» Raw data:
━━━
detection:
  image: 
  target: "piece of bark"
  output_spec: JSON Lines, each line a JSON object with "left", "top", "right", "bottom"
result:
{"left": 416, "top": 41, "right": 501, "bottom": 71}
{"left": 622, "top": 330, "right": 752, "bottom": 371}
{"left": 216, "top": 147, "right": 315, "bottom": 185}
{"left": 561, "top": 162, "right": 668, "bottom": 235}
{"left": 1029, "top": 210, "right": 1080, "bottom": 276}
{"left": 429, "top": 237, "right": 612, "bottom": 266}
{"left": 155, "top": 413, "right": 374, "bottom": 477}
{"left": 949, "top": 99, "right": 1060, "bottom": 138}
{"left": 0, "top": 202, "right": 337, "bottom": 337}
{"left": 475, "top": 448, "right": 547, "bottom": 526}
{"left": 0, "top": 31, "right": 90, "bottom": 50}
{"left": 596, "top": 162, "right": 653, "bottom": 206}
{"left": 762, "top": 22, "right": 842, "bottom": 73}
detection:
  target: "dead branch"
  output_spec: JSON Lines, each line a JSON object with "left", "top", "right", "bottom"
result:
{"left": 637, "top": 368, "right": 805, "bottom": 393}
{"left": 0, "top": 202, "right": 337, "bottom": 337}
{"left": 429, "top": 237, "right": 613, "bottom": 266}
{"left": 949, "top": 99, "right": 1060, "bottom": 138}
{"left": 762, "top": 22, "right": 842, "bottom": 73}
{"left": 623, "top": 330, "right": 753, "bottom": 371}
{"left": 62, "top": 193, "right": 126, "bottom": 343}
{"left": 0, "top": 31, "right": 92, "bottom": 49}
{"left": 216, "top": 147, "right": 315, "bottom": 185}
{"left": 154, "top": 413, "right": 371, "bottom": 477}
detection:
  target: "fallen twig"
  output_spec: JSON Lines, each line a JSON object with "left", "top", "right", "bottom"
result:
━━━
» What you are asked to do: Single out each line of the records above with the string "target" in it, and copy it.

» Solved problem:
  target: "piece of bark"
  target: "dead branch"
  target: "fallen twig"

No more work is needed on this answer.